(Region pointing data)
- - - - -

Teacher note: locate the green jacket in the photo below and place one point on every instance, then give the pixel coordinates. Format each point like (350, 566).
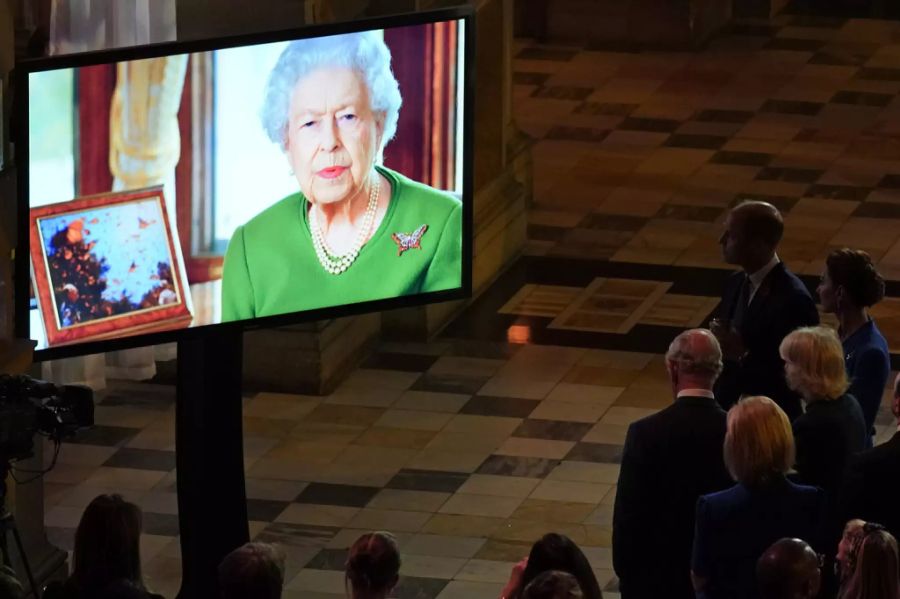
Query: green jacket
(271, 267)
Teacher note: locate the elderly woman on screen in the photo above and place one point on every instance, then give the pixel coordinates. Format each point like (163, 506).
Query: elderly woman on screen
(356, 231)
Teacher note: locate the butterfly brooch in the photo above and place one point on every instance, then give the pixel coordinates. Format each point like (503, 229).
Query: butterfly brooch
(408, 241)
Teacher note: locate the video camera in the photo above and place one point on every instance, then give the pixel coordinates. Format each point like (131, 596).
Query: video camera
(29, 406)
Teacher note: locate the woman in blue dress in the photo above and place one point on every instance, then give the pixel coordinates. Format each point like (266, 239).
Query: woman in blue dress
(850, 286)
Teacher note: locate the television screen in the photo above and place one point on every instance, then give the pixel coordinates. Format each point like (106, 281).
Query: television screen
(264, 179)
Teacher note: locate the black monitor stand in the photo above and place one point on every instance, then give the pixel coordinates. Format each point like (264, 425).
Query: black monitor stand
(212, 503)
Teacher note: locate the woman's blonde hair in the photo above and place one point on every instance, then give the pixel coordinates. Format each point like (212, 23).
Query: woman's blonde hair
(877, 572)
(759, 442)
(818, 357)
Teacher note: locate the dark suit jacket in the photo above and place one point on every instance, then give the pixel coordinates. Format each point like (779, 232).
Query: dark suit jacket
(734, 527)
(669, 460)
(826, 437)
(781, 304)
(872, 488)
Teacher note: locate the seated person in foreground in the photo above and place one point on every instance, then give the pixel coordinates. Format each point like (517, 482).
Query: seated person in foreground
(789, 569)
(553, 584)
(553, 552)
(355, 231)
(107, 551)
(875, 568)
(735, 526)
(373, 566)
(252, 571)
(669, 460)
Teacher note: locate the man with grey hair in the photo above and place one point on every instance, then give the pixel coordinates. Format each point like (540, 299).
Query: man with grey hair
(669, 460)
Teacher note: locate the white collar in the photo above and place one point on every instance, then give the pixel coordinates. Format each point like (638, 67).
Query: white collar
(759, 276)
(696, 393)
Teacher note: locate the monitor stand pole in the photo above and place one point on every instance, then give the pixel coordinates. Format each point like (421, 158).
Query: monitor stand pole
(212, 504)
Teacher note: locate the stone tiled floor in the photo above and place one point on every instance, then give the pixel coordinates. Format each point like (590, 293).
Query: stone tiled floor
(511, 424)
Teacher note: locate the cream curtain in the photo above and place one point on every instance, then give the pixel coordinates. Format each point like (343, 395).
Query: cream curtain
(143, 135)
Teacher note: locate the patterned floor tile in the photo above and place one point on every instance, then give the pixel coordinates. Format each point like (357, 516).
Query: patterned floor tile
(341, 495)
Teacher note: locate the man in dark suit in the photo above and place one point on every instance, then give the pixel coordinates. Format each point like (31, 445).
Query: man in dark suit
(760, 306)
(871, 489)
(669, 460)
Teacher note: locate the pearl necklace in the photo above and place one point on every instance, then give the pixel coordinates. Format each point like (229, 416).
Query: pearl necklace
(338, 263)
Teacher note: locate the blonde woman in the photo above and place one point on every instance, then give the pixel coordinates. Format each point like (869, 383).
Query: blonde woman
(734, 527)
(832, 427)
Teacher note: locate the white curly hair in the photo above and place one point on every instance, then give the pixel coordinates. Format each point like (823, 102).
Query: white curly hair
(365, 52)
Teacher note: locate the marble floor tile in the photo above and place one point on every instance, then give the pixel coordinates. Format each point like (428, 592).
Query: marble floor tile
(502, 486)
(586, 472)
(552, 511)
(480, 570)
(319, 515)
(443, 546)
(398, 438)
(573, 412)
(506, 465)
(399, 520)
(427, 566)
(431, 401)
(535, 448)
(339, 495)
(428, 480)
(461, 589)
(581, 492)
(401, 499)
(413, 419)
(480, 505)
(462, 525)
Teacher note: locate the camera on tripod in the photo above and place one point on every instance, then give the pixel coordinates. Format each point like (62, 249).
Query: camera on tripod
(30, 406)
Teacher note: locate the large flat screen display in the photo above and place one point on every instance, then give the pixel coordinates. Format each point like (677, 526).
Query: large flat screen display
(257, 180)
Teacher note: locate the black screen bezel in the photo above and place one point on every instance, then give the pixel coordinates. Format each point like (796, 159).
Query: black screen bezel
(22, 277)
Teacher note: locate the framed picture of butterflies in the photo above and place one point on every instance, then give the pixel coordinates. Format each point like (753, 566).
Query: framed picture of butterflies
(106, 265)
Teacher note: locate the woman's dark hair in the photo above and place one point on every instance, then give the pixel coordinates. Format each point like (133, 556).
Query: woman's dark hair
(553, 584)
(855, 272)
(877, 569)
(373, 564)
(107, 544)
(558, 552)
(252, 571)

- - - - -

**TASK REQUIREMENTS:** Give again, word for word, every line from the top of the data through the line with "Teacher note: locate the woman's blonde", both ends included, and exclude the pictures.

**WRITTEN REPLY:**
Teacher note: locate the green jacket in the photo below and place one point on every instance, then give the pixel coordinates. Format each point like (350, 566).
Query: green jacket
(271, 267)
Teacher note: locate the elderly woman on screen in the photo above and place one point on every instance, then give the pixel coordinates. Format each point like (163, 506).
Query: elderly woman on screen
(356, 231)
Teacher note: locate the butterfly brooch in the photo above and place one point on every instance, then give the pixel coordinates. Format each point like (503, 229).
Query: butterfly brooch
(408, 241)
Teacher note: locate the video camera in the photo above and place one point on every instance, then give the pixel coordinates. Format each point like (131, 596).
Query: video camera
(29, 406)
Teacher note: locate the woman in blue dress in the photo above and place one point on every instance, then give the pixel coordinates. Format each point like (266, 239).
Query: woman in blue dress
(850, 286)
Teacher note: locate the television screen in the photo above and place one point on every instance, then give the pixel coordinates. Format each point like (106, 281).
Query: television screen
(264, 179)
Teacher note: locate the black monitor stand in the photo above and place one point on every instance, then give the pixel coordinates. Format each point like (264, 425).
Query: black monitor stand
(212, 503)
Teacher note: locate the woman's blonde hair in the photo above and place one point on every instance, then give the pixel coordinates. Format each point like (212, 23).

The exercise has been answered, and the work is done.